» CHECK YOUR UNDERSTANDING
- A) Decide whether each statement agrees with the article on robotaxis and the pandemic. Answer yes or no, and quote the words from the article that settle it. (i) Most companies put two people in each self-driving test car. (ii) The Covid-19 crisis happened after robocars were already deployed commercially. (iii) Demand for delivery has gone down.
- B) Rewrite the part of the article on robotaxis and the pandemic that begins at the words "As noted in" and stops after "delivery demand surge.", putting "widespread joblessness" in place of "massive unemployment".

+++ READING PASSAGE +++

Can Robotaxis Survive A Pandemic?

Almost all the self-driving car fleets are out of operation right now. The primary reason is that testing these cars is not an “essential service” and so the safety drivers who supervise them are not allowed to come to work. Most companies use a team of two people in each car, which would create a disease risk, and to top it off, the roads are empty and this unnaturally easy, making testing less valuable.

Questions arise about what happens in the robocar world if we need to suffer another pandemic in the future. The Covid-19 crisis took place before the commercial deployment of robocars, but that won’t be true later. I covered some issues in my article on delivery robots, but let’s consider what we’ve learned this year:

  1. Uber/Lyft
    LYFT
    and Taxi rides are way, way down, and not just because all travel is way down
  2. Transit ridership has cratered, ans service has been cut
  3. Delivery demand has vastly increased
  4. People worry if drivers might be infectious
  5. People don’t want to touch things, from seats to scooter handlebars, that others are touching

All travel is way down, but people are particularly suspicious of travel with other people, be it transit, or riding with a driver. They are also concerned about sitting down in a vehicle where somebody else just sat. With parking plentiful, there are incentives to go back to using your own car even if you previously used something else. Scooter services like Lime and Bird have also suffered major declines.

As noted in the delivery article, while delivery robots are always good in a time when there is a massive surge in demand for delivery, it’s pretty easy for a driver in a van with an automatic door to never have to touch the packages, just like a delivery robot. With massive unemployment, human driven vans are probably the best answer to the delivery demand surge.

+++ DATASET CONTENT +++

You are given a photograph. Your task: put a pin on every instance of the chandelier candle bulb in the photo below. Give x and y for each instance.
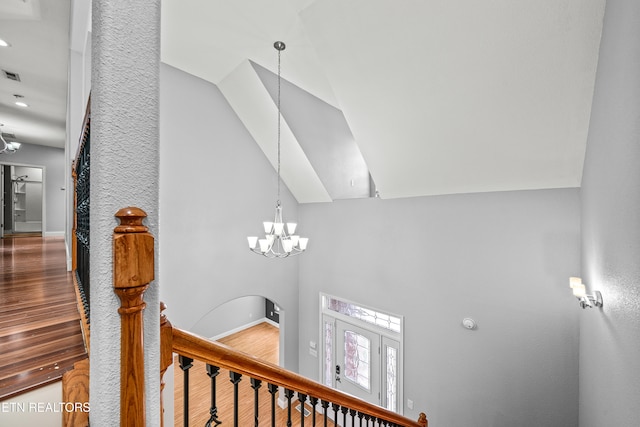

+++

» ANSWERS BY ITEM
- A)
(i) Yes: "Most companies use a team of two people in each car"
(ii) No: "The Covid-19 crisis took place before the commercial deployment of robocars"
(iii) No: "Delivery demand has vastly increased"

- B)
As noted in the delivery article, while delivery robots are always good in a time when there is a massive surge in demand for delivery, it’s pretty easy for a driver in a van with an automatic door to never have to touch the packages, just like a delivery robot. With widespread joblessness, human driven vans are probably the best answer to the delivery demand surge.